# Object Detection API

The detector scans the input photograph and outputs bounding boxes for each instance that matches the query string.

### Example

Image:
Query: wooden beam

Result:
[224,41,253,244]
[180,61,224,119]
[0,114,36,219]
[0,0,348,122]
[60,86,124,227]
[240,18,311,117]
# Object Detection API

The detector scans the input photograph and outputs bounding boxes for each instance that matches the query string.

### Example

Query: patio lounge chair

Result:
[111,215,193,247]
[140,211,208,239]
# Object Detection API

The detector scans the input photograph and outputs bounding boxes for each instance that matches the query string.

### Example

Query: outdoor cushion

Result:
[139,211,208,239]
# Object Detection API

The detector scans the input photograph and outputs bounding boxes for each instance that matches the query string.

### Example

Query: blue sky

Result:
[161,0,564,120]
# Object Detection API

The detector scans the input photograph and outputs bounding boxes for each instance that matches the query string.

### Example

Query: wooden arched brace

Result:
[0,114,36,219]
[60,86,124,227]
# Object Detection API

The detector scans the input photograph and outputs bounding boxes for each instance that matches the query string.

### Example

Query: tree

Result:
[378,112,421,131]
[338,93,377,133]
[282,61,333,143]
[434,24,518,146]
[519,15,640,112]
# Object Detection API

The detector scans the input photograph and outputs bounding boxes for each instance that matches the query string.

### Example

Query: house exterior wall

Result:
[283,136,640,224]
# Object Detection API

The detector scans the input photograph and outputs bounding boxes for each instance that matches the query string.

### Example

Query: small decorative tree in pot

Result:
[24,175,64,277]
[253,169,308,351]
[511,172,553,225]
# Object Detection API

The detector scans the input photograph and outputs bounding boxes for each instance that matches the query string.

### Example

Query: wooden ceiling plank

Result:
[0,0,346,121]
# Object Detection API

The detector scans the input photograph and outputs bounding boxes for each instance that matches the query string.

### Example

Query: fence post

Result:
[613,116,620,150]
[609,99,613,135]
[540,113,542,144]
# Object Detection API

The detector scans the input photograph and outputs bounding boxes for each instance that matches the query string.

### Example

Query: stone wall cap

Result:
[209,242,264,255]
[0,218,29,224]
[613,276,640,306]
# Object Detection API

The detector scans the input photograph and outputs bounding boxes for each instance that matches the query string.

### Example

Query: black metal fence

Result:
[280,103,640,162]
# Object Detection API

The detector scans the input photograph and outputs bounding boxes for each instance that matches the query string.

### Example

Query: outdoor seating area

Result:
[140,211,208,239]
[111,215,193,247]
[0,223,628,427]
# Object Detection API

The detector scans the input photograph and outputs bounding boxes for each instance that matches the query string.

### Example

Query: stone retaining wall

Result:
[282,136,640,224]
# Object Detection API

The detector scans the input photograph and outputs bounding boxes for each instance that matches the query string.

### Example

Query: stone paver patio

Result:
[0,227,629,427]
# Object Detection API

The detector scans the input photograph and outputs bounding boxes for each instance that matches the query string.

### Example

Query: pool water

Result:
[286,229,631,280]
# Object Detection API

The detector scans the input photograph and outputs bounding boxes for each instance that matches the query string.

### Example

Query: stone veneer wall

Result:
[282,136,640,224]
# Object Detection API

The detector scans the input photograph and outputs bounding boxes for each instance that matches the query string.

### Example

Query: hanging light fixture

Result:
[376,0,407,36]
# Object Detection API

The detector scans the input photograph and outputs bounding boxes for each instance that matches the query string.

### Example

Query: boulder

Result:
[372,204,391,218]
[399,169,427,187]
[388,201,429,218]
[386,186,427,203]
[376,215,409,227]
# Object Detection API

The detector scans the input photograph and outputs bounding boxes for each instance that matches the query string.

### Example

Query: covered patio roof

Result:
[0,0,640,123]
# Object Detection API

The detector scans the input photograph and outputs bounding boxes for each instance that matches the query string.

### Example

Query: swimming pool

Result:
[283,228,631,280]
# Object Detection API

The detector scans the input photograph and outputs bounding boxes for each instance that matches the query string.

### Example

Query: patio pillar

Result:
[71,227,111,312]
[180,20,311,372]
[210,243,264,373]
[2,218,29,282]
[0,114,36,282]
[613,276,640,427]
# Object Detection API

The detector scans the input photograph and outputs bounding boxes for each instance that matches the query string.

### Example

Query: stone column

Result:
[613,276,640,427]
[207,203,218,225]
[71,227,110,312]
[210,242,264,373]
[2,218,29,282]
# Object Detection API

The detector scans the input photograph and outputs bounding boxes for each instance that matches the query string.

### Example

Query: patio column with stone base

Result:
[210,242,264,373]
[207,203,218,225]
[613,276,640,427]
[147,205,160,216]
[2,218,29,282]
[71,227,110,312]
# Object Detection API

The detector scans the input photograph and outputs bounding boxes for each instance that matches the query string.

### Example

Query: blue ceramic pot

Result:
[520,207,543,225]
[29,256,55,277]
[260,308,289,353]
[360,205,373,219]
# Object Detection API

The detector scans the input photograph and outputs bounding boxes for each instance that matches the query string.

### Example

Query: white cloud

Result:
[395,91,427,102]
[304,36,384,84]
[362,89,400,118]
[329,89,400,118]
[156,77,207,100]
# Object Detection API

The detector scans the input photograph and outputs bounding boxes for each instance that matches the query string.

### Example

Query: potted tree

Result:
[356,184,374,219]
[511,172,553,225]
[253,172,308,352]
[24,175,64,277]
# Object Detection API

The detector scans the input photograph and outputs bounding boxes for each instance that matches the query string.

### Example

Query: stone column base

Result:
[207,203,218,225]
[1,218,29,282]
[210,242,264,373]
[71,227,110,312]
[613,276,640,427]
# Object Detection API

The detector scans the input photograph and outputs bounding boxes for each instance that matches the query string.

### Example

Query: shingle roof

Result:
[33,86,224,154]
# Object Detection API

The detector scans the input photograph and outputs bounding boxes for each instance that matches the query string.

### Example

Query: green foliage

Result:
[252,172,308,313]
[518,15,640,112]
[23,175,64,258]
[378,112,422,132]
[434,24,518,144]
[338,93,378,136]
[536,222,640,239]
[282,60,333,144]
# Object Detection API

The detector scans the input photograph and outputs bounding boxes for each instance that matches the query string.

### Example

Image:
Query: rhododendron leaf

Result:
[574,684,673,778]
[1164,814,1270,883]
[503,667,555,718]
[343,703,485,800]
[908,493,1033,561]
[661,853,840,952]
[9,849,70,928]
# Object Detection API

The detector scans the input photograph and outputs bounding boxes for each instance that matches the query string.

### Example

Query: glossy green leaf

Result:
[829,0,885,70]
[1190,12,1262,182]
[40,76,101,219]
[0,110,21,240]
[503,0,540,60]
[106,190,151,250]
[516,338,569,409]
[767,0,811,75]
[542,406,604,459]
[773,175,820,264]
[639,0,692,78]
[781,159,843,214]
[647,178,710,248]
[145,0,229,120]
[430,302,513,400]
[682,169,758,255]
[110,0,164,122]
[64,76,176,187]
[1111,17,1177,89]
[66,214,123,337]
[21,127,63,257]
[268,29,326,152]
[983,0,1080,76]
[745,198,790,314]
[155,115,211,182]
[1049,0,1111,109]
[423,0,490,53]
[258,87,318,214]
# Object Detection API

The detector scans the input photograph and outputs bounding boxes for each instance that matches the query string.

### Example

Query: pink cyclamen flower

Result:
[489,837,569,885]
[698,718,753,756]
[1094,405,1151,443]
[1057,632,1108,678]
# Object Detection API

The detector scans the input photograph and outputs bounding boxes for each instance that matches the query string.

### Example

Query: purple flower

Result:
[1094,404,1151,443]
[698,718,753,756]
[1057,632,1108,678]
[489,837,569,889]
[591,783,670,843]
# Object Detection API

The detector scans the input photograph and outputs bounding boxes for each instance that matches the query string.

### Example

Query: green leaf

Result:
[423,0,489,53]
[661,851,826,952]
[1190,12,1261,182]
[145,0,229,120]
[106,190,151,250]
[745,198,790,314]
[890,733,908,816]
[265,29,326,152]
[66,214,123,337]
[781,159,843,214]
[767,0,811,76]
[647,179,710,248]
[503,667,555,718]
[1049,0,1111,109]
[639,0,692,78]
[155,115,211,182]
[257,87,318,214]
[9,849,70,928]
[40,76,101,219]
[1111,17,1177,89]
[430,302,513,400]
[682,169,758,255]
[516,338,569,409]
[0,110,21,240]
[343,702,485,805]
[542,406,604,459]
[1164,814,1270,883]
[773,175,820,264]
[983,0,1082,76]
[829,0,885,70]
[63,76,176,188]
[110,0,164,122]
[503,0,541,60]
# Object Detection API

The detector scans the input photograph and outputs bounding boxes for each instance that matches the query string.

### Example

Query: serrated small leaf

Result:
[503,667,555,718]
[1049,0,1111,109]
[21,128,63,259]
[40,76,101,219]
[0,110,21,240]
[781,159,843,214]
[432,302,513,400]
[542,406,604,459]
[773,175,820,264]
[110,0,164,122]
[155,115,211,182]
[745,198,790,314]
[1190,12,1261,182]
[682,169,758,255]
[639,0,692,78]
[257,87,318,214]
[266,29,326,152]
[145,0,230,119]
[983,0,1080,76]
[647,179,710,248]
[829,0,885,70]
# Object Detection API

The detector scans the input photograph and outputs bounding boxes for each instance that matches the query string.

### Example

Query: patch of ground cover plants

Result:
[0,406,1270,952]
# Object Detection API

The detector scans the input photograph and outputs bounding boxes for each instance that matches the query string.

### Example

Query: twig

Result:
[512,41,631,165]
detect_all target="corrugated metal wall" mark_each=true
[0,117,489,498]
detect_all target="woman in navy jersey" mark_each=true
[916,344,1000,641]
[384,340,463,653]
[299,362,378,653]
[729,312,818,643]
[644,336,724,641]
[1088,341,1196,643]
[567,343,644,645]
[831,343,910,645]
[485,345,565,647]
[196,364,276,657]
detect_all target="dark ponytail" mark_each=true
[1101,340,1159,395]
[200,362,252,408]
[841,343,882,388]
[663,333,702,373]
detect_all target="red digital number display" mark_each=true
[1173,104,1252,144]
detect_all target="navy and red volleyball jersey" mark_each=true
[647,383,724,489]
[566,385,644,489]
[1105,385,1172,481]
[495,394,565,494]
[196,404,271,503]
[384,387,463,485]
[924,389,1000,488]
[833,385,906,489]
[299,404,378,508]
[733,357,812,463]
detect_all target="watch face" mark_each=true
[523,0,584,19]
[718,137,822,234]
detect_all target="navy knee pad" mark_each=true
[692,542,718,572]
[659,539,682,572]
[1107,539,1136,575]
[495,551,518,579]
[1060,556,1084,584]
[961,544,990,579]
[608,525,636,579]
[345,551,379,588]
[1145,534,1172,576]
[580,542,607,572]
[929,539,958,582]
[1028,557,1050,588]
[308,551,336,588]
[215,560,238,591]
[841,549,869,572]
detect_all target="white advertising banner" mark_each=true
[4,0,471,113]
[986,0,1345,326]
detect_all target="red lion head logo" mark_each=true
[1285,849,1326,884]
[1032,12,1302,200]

..............................

Convert the records, from their first line through the line containing "[519,15,640,112]", into a JSON list of strings with one string for each line, omitting blank lines.

_Solution to this problem_
[
  "# Object Detection API",
  "The detector scans the input photograph and outputs bounding boxes for each instance that matches the query string.",
  "### Example",
  "Image:",
  "Query: wooden beam",
  "Result:",
  "[224,41,253,244]",
  "[180,61,224,119]",
  "[0,114,36,219]",
  "[0,0,348,122]",
  "[60,86,124,227]",
  "[240,18,311,117]",
  "# Object Detection API",
  "The detector scans the input photograph and outputs bounding boxes for each instance that matches the query string.",
  "### Example",
  "Query: patio lounge chair",
  "Result:",
  "[111,215,193,247]",
  "[140,211,208,239]",
  "# Object Detection API",
  "The detector scans the input photograph and outputs bounding boxes for each instance that matches the query string.",
  "### Example",
  "Query: outdoor cushion",
  "Result:",
  "[139,211,208,239]",
  "# Object Detection API",
  "The detector scans the input photograph and outputs bounding boxes for each instance that matches the query string.",
  "### Example",
  "Query: blue sky",
  "Result:",
  "[161,0,564,120]",
  "# Object Detection API",
  "The detector scans the input photograph and outputs bounding boxes for each instance that matches the query string.",
  "### Example",
  "Query: wooden arched brace",
  "Result:",
  "[0,114,36,219]",
  "[60,86,124,227]",
  "# Object Detection API",
  "The detector scans the input photograph and outputs bounding boxes for each instance that matches the query string.",
  "### Example",
  "Query: tree",
  "Result:",
  "[378,112,421,131]",
  "[338,93,377,133]",
  "[282,61,333,143]",
  "[434,24,518,146]",
  "[519,15,640,112]"
]